> _WHAT THE TASK ASKS_: Your answer must be a word-for-word copy of the listing below, minus its pictures.

> _DATA RECORDS_:
-*-*-
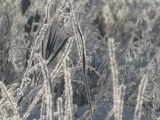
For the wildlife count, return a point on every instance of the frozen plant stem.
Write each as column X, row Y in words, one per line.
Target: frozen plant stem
column 118, row 91
column 68, row 94
column 141, row 90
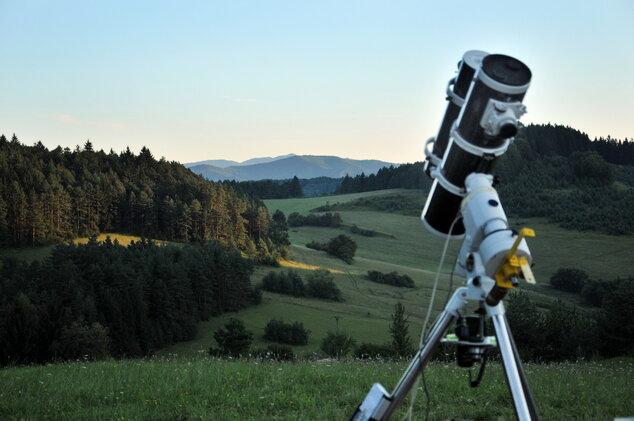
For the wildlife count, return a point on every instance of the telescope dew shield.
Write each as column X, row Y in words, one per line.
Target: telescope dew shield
column 482, row 132
column 470, row 63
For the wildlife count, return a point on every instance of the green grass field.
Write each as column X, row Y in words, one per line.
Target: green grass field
column 412, row 250
column 183, row 383
column 205, row 389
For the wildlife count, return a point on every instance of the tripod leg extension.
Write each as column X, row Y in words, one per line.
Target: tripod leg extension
column 516, row 379
column 417, row 364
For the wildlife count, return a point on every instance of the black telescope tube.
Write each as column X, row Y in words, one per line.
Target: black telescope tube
column 467, row 67
column 501, row 78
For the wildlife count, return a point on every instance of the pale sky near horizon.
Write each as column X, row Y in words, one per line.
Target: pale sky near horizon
column 196, row 80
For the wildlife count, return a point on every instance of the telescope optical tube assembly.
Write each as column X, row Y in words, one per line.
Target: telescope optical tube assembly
column 482, row 132
column 457, row 90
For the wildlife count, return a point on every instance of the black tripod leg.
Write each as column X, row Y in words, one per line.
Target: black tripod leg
column 516, row 379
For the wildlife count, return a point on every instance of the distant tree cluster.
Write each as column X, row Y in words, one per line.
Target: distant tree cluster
column 284, row 282
column 393, row 203
column 103, row 299
column 340, row 246
column 233, row 339
column 286, row 333
column 361, row 231
column 319, row 284
column 392, row 278
column 566, row 332
column 406, row 176
column 340, row 344
column 269, row 189
column 47, row 197
column 569, row 279
column 326, row 220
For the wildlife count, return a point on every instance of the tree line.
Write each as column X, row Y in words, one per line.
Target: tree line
column 49, row 196
column 102, row 299
column 549, row 171
column 269, row 189
column 319, row 284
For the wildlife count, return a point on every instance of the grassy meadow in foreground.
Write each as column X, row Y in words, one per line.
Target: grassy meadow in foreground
column 217, row 390
column 408, row 249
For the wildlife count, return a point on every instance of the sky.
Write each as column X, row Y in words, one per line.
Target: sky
column 197, row 80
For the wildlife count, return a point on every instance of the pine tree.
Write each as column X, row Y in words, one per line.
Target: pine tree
column 399, row 330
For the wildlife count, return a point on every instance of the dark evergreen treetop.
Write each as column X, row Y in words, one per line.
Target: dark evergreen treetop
column 51, row 196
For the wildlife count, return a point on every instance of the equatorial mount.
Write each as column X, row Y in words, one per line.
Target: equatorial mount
column 485, row 103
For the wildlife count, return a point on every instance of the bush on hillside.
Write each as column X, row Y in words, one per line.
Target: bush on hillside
column 289, row 283
column 370, row 351
column 569, row 279
column 360, row 231
column 233, row 339
column 337, row 345
column 275, row 352
column 321, row 284
column 342, row 247
column 391, row 278
column 317, row 246
column 286, row 333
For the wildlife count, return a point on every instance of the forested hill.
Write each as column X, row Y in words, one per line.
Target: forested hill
column 47, row 196
column 549, row 171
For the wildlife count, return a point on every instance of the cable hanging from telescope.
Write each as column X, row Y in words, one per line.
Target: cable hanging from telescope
column 423, row 333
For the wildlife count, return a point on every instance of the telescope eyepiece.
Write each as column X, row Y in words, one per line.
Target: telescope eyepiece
column 508, row 129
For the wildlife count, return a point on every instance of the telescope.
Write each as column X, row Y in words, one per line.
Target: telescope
column 482, row 116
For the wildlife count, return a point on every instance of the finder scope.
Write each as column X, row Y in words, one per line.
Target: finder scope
column 485, row 104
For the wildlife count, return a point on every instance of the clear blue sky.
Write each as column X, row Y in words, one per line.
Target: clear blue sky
column 196, row 80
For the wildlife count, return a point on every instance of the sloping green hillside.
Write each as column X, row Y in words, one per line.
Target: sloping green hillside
column 411, row 250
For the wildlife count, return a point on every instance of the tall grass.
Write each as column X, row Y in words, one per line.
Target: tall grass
column 207, row 389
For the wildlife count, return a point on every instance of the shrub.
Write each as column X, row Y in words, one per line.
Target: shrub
column 342, row 247
column 569, row 279
column 321, row 284
column 337, row 345
column 290, row 283
column 317, row 246
column 367, row 351
column 292, row 334
column 391, row 278
column 275, row 352
column 360, row 231
column 399, row 330
column 233, row 339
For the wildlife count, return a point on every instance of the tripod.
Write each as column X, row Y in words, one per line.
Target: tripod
column 492, row 259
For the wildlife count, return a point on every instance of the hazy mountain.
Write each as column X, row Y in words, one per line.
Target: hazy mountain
column 302, row 166
column 224, row 163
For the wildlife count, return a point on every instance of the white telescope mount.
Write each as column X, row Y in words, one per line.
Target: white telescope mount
column 492, row 259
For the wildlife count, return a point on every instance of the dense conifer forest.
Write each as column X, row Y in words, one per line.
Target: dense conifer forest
column 47, row 197
column 100, row 299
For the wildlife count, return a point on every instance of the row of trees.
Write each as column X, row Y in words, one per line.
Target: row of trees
column 566, row 332
column 269, row 189
column 235, row 340
column 327, row 219
column 47, row 197
column 103, row 299
column 319, row 284
column 340, row 246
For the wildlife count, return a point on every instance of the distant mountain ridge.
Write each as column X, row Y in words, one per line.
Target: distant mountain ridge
column 224, row 163
column 285, row 167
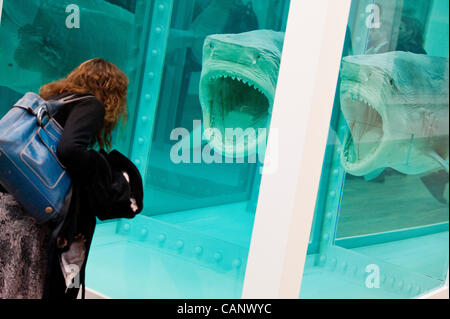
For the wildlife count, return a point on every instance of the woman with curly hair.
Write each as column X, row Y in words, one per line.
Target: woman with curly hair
column 38, row 261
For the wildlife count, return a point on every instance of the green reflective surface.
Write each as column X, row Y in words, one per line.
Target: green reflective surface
column 381, row 222
column 192, row 239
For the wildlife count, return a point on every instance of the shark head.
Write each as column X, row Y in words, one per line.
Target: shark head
column 237, row 88
column 396, row 106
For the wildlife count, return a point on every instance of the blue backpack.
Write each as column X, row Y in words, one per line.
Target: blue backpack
column 29, row 167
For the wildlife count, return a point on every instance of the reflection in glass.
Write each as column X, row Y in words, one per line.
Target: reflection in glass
column 381, row 223
column 193, row 237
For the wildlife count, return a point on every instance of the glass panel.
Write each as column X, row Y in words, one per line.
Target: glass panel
column 41, row 41
column 193, row 237
column 381, row 223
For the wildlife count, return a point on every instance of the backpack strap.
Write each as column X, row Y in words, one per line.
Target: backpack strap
column 54, row 105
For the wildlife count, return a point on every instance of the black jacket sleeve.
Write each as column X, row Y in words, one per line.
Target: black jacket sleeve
column 83, row 122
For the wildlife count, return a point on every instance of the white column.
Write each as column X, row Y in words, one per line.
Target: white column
column 302, row 112
column 1, row 9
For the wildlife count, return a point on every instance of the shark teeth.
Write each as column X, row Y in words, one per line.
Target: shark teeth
column 237, row 78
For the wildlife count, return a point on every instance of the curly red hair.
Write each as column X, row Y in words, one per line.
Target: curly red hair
column 102, row 79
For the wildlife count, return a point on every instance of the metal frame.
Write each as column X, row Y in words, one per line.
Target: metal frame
column 301, row 117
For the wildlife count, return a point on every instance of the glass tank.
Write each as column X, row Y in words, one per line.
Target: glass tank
column 381, row 226
column 202, row 83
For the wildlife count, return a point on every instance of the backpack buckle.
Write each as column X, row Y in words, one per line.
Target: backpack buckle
column 41, row 111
-*-*-
> _TASK RESPONSE_:
For the wildlife count, return a point on every instance of the frozen plant stem.
Write each as column X, row Y in words, one per line.
Target: frozen plant stem
column 118, row 91
column 68, row 94
column 141, row 90
For the wildlife count, return a point on every instance of the telescope dew shield.
Write each as column X, row Y in words, one per line.
Target: telescope dew shield
column 482, row 132
column 470, row 63
For the wildlife count, return a point on every instance of the green grass field.
Write each as column X, row Y in words, one per line.
Target: green grass field
column 412, row 250
column 183, row 383
column 205, row 389
For the wildlife count, return a point on every instance of the tripod leg extension.
Write each as column X, row Y in words, one per line.
Target: tripod leg extension
column 516, row 379
column 417, row 364
For the wildlife count, return a point on every instance of the black telescope tube.
Write each as column X, row Y in words, one per line.
Target: black telescope tube
column 467, row 67
column 501, row 78
For the wildlife count, return a point on every instance of the pale sky near horizon.
Write each as column X, row Y in words, one per line.
Target: pale sky near horizon
column 196, row 80
For the wildlife count, return a point on every instance of the telescope optical tube assembly.
Write each as column X, row Y in words, one per line.
Target: telescope optical tube assembly
column 482, row 132
column 457, row 90
For the wildlife count, return a point on every instance of the black tripod leg.
Write each as column X, row Y in words, one per line.
Target: black tripod leg
column 516, row 379
For the wildlife count, return a point on every instance of the distant tree cluster.
Write each as column X, row Y in words, one per line.
Target: distant tree cluster
column 284, row 282
column 393, row 203
column 103, row 299
column 340, row 246
column 233, row 339
column 286, row 333
column 361, row 231
column 319, row 284
column 392, row 278
column 566, row 332
column 406, row 176
column 340, row 344
column 269, row 189
column 47, row 197
column 569, row 279
column 326, row 220
For the wildlife count, return a point on every instance of the tree line.
Write each as column X, row Y in words, one per line.
Target: tree line
column 49, row 196
column 102, row 299
column 549, row 171
column 269, row 189
column 319, row 284
For the wildlife count, return a point on every instance of the grassy meadow in foreground.
Write each as column X, row Y in words, one per line.
Target: grassy meadow in foreground
column 217, row 390
column 408, row 249
For the wildlife count, return a point on every instance of the sky.
Write each as column X, row Y in words, one per line.
Target: sky
column 197, row 80
For the wildlife count, return a point on every instance of the pine tree.
Write each as column X, row Y in words, one per line.
Target: pine tree
column 399, row 330
For the wildlife count, return a point on every instance of the dark evergreen treetop.
Write each as column X, row Y in words, one per line.
Target: dark evergreen treetop
column 51, row 196
For the wildlife count, return a point on every instance of the equatorial mount.
Write each as column X, row Y in words, one per line.
Target: equatorial mount
column 485, row 103
For the wildlife count, return a point on every instance of the bush on hillside.
Write each as column X, row Y in words, one per line.
Target: bush on hillside
column 289, row 283
column 370, row 351
column 569, row 279
column 360, row 231
column 233, row 339
column 337, row 345
column 275, row 352
column 321, row 284
column 342, row 247
column 391, row 278
column 317, row 246
column 286, row 333
For the wildlife count, return a point on every instance of the forested hill.
Write each as column X, row Y in words, one per line.
Target: forested hill
column 47, row 196
column 549, row 171
For the wildlife count, return a point on every instance of the cable hanging from telescope.
Write each as column X, row Y in words, one per line.
Target: cable hanging from telescope
column 423, row 333
For the wildlife count, return a point on every instance of the telescope eyepiece.
Write each as column X, row Y in words, one per line.
Target: telescope eyepiece
column 508, row 129
For the wildlife count, return a point on every instance of the telescope.
Write each as column X, row Y in words, one per line.
Target: telescope
column 482, row 116
For the wildlife count, return a point on every instance of the finder scope.
Write each as column X, row Y in words, one per line.
Target: finder scope
column 485, row 104
For the wildlife count, return a point on every instance of the clear blue sky.
Write each as column X, row Y in words, one per line.
Target: clear blue sky
column 196, row 80
For the wildlife count, return a point on every instance of the sloping green hillside.
Write each as column X, row Y in words, one per line.
Target: sloping green hillside
column 411, row 250
For the wildlife count, return a point on every instance of the tall grass.
Write each as column X, row Y in words, one per line.
Target: tall grass
column 207, row 389
For the wildlife count, return a point on every instance of the shrub.
Write each as column X, row Y in words, one per line.
Target: shrub
column 342, row 247
column 569, row 279
column 321, row 284
column 337, row 345
column 290, row 283
column 317, row 246
column 367, row 351
column 292, row 334
column 391, row 278
column 275, row 352
column 360, row 231
column 399, row 330
column 233, row 339
For the wildlife count, return a point on every instance of the tripod.
Write each as column X, row Y in words, one per line.
Target: tripod
column 492, row 259
For the wildlife count, return a point on every instance of the hazy mountain.
Write each as column X, row Y in words, one per line.
Target: hazy mountain
column 302, row 166
column 224, row 163
For the wildlife count, return a point on every instance of the white telescope mount.
Write each as column X, row Y in words, one per line.
Target: white telescope mount
column 492, row 259
For the wildlife count, return a point on every instance of the dense conifer forest.
Write each as column X, row Y in words, one per line.
Target: dense conifer forest
column 47, row 197
column 100, row 299
For the wildlife count, return a point on every instance of the row of trees.
Write each as column X, row Y in words, one per line.
Target: row of trees
column 566, row 332
column 269, row 189
column 235, row 340
column 327, row 219
column 47, row 197
column 103, row 299
column 319, row 284
column 340, row 246
For the wildlife count, return a point on every instance of the distant mountain ridge.
Write each as column X, row Y in words, one per line.
Target: distant mountain ridge
column 224, row 163
column 285, row 167
For the wildlife count, return a point on every instance of the woman with curly hair.
Write each as column X, row Y in words, one per line.
Target: woman with curly hair
column 38, row 261
For the wildlife count, return a point on every instance of the green reflective surface.
Write each as column X, row Y in words, one per line.
Target: green reflective surface
column 381, row 222
column 192, row 239
For the wildlife count, return a point on every instance of the shark head.
Write each as column X, row Y in words, one per line.
Target: shark head
column 237, row 88
column 396, row 106
For the wildlife count, return a point on every instance of the blue backpack.
Write each as column X, row Y in words, one per line.
Target: blue backpack
column 29, row 167
For the wildlife count, return a point on every instance of the reflection in glass.
Write each as column X, row Y in words, one per line.
Target: reflection in glass
column 381, row 223
column 193, row 237
For the wildlife count, return a point on every instance of the glass panel.
Write each as column X, row Y in words, one per line.
Target: glass panel
column 41, row 41
column 193, row 237
column 381, row 223
For the wildlife count, return a point on every instance of the backpack strap.
Write each as column X, row Y in words, one per line.
Target: backpack strap
column 54, row 105
For the wildlife count, return a point on every instance of the black jacket sleeve.
Write each as column X, row Y in words, one per line.
Target: black jacket sleeve
column 83, row 122
For the wildlife count, return a point on every instance of the white column.
Write each as column X, row Y in words, one per line.
Target: white column
column 302, row 112
column 1, row 9
For the wildlife count, return a point on every instance of the shark teeth.
Write each as column X, row Y in words, one per line.
Target: shark teeth
column 237, row 78
For the wildlife count, return a point on every instance of the curly red hair.
Write each as column X, row Y in words, one per line.
Target: curly red hair
column 102, row 79
For the wildlife count, return a point on every instance of the metal frame.
Write each as column X, row Y in words, one per line.
Target: metal frame
column 301, row 117
For the wildlife count, return a point on every instance of the glass tank.
Write each as column X, row Y in words, one per line.
Target: glass tank
column 381, row 226
column 202, row 83
For the wildlife count, return a point on every instance of the backpack buckle.
Write each as column X, row Y in words, one per line.
Target: backpack buckle
column 41, row 111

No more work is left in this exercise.